**CONSIGNE**
Reproduisez à l'identique, s'il vous plaît, le passage du texte sur les livres situé entre « à un gros volume » et « de Jean-Jacques Rousseau. », bornes incluses.

Ce matin j'étais là, devant mes livres

 

 Quand je ne sais pas quoi faire, il m’arrive de me promener dans la bibliothèque, je sors un livre, un peu au hasard, je consulte la table des matières, je lis les premières lignes de la préface ou de l’introduction, il m’arrive aussi de l’ouvrir à la dernière page pour voir « comment ça finit »… Seuls les livres permettent les grands voyages, dans l’espace, mais aussi et surtout dans le temps. Rendez vous compte : en restant sur place, simplement en allongeant le bras, vous avez accès

 

à l’Histoire de la guerre du Péloponnèse, mais aussi au : Monde d’hier, souvenirs d’un européen de Stefan Zveig,

 

à un gros volume un peu déchiré intitulé Saint Thomas d’Aquin Patron des écoles catholiques, ouvrage dédié à la jeunesse par le R.P.Fr. Charles-Anatole Joyau des Frères Prêcheurs mais aussi à :  Pourquoi je ne suis pas chrétien de Bertrand Russel,

 

au Leviathan de Hobbes,  mais aussi aux :  Confessions de Jean-Jacques Rousseau.

**DONNÉES FOURNIES**
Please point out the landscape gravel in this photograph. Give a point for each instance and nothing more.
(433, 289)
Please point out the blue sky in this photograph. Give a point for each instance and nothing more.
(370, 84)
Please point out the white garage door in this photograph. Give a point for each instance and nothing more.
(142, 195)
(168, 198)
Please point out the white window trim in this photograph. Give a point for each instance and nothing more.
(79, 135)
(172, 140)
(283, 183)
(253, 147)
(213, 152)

==

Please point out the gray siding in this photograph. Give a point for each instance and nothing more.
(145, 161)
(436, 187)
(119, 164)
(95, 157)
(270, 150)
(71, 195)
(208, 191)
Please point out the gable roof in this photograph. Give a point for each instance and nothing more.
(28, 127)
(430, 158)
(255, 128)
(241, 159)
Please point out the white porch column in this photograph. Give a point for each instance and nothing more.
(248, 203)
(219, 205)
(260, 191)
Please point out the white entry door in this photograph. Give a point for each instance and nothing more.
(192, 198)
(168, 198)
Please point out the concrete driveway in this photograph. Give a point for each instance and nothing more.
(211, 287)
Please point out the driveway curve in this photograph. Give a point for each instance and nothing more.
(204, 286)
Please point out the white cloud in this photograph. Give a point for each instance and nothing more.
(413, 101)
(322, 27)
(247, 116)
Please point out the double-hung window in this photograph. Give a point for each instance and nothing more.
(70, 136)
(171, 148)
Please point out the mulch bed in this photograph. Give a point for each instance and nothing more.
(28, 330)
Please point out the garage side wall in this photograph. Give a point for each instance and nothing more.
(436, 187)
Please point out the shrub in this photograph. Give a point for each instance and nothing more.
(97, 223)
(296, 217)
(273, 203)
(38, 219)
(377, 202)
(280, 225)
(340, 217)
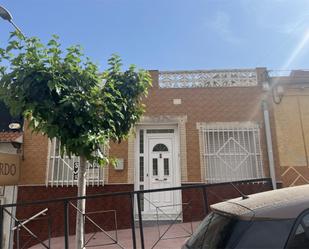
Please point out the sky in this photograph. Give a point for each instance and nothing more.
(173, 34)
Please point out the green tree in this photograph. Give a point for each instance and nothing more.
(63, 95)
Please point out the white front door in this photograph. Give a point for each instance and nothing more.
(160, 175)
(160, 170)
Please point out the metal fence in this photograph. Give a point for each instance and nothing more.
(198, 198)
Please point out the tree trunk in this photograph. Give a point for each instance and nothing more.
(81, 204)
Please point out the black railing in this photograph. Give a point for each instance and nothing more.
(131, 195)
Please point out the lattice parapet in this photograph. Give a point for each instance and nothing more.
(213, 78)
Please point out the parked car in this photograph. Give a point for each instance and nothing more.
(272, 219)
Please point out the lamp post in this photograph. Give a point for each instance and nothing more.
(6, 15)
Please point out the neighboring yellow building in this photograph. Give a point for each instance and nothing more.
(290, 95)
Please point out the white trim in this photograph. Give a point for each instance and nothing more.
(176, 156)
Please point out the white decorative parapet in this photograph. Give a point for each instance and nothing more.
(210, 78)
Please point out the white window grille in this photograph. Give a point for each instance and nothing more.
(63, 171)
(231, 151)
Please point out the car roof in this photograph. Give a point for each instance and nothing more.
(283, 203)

**RÉPONSE**
à un gros volume un peu déchiré intitulé Saint Thomas d’Aquin Patron des écoles catholiques, ouvrage dédié à la jeunesse par le R.P.Fr. Charles-Anatole Joyau des Frères Prêcheurs mais aussi à :  Pourquoi je ne suis pas chrétien de Bertrand Russel,

 

au Leviathan de Hobbes,  mais aussi aux :  Confessions de Jean-Jacques Rousseau.